# Written problem:
Which lines in the records below contain the word "cave"? Report each of those lines in full.

# Rows:
● ● ●
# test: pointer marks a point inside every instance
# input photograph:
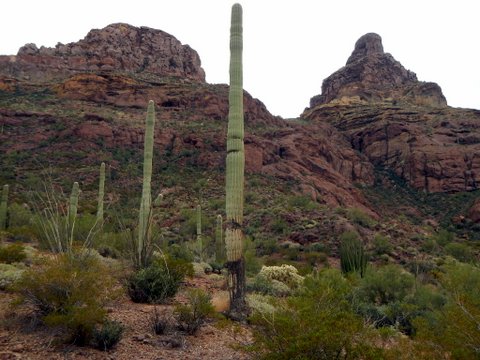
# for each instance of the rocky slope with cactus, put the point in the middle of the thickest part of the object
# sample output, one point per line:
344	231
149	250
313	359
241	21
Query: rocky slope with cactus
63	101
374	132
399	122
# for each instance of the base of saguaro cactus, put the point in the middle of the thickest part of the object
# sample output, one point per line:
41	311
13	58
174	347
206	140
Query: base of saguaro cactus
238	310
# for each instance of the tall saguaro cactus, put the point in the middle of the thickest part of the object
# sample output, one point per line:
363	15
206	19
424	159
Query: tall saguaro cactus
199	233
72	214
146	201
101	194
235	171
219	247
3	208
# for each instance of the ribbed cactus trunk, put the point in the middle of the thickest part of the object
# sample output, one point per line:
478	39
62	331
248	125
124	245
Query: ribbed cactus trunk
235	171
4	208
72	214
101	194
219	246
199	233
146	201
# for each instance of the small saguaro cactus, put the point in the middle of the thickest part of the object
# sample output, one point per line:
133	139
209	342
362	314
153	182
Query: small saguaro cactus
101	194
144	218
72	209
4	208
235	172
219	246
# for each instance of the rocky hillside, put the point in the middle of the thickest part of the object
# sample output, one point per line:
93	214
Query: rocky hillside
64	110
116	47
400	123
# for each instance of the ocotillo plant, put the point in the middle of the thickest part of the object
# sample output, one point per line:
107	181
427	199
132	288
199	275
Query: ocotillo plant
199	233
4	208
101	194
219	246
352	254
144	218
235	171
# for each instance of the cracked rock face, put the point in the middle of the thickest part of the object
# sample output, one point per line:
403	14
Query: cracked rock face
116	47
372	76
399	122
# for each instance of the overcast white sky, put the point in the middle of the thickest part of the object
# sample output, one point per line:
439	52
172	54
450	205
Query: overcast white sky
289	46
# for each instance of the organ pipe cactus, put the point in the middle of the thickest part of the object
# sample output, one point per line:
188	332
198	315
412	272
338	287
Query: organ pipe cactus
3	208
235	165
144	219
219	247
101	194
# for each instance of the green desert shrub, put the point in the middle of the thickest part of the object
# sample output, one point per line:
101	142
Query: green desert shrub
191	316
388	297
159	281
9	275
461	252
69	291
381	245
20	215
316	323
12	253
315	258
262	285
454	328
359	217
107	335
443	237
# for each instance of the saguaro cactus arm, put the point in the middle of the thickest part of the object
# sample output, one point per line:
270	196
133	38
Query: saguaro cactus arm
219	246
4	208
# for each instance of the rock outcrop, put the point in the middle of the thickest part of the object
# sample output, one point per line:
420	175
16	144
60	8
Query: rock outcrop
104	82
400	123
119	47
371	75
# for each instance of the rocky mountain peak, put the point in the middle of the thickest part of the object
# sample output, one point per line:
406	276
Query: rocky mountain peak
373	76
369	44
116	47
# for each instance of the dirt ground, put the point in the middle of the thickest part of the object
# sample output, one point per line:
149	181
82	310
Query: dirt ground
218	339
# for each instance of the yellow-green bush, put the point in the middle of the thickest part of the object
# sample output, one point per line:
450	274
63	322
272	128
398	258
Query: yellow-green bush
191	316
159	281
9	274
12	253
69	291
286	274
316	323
● ● ●
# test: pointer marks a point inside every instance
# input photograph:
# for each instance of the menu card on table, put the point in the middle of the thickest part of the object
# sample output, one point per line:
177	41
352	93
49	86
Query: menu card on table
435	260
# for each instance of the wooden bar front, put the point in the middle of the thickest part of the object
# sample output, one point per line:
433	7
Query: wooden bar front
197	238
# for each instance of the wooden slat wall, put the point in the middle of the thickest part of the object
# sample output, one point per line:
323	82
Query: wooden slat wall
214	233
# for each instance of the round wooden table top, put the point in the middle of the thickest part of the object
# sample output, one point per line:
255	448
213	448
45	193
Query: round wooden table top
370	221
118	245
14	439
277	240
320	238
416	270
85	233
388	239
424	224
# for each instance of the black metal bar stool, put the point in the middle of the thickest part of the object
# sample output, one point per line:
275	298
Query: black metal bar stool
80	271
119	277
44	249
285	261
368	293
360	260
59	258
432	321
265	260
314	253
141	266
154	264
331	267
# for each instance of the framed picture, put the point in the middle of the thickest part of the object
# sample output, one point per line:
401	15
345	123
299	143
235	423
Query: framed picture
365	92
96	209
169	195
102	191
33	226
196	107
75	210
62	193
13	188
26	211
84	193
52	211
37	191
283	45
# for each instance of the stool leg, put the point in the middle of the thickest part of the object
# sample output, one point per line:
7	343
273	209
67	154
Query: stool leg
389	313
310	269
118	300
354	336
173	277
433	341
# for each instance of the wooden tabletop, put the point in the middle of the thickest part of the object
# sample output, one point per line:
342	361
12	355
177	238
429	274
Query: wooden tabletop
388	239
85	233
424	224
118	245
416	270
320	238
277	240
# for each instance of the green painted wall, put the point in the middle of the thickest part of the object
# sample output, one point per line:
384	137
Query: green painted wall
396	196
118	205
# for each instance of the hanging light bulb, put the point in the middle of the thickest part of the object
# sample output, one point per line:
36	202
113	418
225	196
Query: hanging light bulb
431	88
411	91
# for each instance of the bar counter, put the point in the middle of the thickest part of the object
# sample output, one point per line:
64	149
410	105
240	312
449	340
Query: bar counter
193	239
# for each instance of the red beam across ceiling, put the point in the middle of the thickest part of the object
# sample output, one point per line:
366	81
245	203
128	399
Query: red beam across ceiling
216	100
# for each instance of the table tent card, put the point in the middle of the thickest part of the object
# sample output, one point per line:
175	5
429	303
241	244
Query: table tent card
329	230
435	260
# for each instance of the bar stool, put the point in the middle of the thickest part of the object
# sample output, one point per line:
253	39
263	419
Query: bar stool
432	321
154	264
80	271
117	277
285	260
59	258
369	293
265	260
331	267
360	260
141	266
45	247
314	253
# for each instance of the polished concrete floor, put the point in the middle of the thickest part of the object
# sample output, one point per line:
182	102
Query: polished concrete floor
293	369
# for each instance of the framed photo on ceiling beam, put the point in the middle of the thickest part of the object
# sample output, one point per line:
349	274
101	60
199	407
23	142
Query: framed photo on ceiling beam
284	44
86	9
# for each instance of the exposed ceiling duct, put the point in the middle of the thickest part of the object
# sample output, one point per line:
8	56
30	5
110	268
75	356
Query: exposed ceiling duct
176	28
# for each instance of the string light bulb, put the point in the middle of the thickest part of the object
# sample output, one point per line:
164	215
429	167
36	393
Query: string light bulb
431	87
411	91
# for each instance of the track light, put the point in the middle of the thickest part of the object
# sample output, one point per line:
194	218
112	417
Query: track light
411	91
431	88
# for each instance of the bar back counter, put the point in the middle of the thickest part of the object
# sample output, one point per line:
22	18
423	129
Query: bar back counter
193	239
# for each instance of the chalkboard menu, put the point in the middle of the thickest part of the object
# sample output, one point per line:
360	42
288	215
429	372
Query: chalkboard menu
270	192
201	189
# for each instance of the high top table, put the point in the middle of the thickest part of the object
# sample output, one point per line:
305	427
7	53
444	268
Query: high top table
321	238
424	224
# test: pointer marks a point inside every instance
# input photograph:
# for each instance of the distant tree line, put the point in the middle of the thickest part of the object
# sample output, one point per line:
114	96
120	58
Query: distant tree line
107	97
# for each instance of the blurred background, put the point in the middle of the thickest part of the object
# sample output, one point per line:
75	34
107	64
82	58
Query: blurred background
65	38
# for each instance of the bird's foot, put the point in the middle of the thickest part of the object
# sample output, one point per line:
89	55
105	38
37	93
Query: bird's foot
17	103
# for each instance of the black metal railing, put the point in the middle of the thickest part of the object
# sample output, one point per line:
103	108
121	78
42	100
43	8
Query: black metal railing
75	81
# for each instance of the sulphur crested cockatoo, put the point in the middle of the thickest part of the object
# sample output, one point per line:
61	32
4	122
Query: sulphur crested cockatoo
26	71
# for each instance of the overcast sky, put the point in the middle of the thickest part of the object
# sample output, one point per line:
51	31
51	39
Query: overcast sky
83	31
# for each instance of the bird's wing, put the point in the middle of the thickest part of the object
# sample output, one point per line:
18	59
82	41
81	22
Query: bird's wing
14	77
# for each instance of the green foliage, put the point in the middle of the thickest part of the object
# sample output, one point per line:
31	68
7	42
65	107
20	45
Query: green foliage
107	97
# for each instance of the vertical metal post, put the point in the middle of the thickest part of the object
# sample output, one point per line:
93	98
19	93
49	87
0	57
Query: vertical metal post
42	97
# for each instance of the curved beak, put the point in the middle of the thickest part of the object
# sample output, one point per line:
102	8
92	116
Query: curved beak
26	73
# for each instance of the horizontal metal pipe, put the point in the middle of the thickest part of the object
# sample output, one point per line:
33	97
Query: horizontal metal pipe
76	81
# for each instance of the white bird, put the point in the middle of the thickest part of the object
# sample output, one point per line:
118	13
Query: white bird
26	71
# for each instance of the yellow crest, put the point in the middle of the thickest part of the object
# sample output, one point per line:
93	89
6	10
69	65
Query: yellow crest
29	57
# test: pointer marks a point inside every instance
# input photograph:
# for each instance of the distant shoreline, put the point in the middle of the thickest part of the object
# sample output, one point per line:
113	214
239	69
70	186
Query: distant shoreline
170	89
● ● ●
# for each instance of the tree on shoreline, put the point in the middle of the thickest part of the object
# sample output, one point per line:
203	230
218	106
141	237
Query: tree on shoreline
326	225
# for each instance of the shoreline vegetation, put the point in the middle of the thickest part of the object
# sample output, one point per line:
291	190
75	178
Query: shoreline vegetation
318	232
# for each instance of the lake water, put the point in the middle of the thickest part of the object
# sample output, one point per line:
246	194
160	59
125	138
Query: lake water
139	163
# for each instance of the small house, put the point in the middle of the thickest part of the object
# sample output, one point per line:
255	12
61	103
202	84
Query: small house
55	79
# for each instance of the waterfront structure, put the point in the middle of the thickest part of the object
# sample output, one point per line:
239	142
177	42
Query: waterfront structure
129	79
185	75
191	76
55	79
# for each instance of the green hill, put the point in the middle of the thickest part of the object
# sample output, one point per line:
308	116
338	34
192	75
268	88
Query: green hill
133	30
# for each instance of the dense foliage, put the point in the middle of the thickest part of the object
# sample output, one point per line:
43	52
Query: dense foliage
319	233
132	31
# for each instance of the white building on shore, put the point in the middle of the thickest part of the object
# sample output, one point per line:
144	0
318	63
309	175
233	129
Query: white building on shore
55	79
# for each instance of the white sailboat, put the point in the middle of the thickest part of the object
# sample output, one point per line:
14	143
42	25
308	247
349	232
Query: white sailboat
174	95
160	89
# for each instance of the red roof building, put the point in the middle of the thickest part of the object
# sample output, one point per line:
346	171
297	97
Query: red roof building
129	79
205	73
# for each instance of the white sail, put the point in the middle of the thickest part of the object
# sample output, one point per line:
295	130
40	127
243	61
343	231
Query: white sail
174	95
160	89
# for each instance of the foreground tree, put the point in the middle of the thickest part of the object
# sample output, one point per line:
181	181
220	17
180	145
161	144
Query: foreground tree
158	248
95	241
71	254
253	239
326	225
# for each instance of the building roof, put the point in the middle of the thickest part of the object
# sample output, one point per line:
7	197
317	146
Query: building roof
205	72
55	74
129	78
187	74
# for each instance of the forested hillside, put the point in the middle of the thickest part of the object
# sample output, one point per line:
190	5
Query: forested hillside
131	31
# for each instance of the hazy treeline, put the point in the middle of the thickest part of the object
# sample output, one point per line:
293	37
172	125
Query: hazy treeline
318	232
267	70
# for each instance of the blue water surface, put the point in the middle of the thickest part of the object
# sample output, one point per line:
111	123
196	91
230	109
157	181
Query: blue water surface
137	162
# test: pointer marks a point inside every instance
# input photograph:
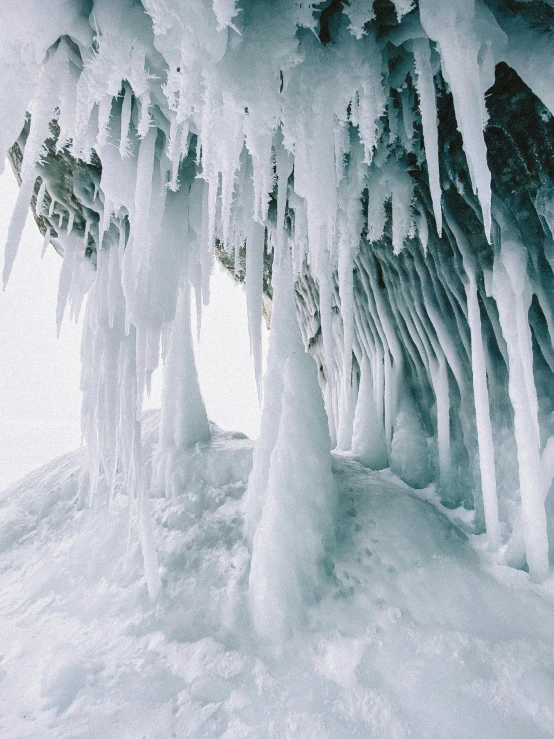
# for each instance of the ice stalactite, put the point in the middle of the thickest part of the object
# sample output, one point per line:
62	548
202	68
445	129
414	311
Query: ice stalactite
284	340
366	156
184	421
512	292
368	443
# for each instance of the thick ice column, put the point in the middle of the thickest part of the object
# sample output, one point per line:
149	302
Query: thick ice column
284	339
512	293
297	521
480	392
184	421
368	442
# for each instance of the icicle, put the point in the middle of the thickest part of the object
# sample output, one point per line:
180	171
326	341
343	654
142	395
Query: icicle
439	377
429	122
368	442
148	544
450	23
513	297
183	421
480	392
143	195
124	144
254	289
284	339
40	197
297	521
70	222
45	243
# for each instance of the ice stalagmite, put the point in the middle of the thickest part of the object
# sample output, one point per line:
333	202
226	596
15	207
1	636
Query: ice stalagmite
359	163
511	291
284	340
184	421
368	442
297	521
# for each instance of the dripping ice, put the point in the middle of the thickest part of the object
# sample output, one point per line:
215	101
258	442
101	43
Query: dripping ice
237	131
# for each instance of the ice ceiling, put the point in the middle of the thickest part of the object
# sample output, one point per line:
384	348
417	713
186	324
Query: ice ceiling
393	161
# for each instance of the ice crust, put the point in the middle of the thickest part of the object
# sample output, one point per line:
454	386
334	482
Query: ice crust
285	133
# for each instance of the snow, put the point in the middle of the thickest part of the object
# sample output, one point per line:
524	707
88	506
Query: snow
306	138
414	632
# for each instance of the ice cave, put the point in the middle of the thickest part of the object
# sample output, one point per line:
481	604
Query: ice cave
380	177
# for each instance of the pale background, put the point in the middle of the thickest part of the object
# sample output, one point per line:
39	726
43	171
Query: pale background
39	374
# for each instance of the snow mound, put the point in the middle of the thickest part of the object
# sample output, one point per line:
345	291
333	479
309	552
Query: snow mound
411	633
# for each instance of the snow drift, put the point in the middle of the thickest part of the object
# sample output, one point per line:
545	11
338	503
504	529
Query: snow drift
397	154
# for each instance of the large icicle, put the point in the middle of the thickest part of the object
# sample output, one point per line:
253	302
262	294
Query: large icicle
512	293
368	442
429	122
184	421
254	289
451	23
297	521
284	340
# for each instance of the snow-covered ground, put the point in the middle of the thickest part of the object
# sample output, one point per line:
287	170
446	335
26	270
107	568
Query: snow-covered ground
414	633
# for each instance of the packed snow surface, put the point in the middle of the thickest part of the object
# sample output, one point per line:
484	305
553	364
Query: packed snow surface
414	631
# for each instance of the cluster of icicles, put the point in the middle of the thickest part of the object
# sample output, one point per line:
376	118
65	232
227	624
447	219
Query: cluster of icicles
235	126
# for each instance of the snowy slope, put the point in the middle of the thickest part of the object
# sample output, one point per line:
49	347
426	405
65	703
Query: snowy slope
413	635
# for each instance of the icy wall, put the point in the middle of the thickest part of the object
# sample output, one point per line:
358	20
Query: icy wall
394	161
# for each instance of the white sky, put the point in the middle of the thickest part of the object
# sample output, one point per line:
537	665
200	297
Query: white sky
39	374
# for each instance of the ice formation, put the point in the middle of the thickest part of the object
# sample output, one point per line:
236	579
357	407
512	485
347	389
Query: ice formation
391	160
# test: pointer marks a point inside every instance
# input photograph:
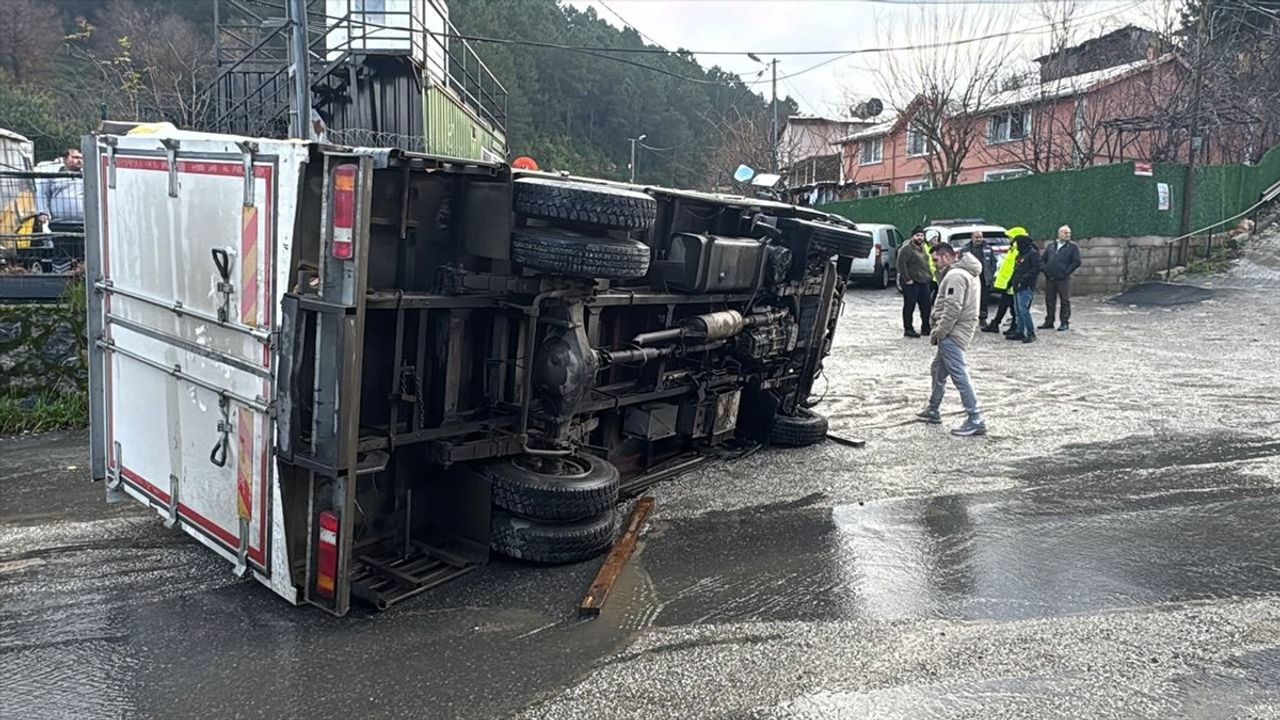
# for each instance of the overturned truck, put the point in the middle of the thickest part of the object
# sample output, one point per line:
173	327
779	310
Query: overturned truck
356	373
● ● ●
# Full solution:
# for each instance of the ice cave, put the point in the middle of the thickest part of the object
Query: ice cave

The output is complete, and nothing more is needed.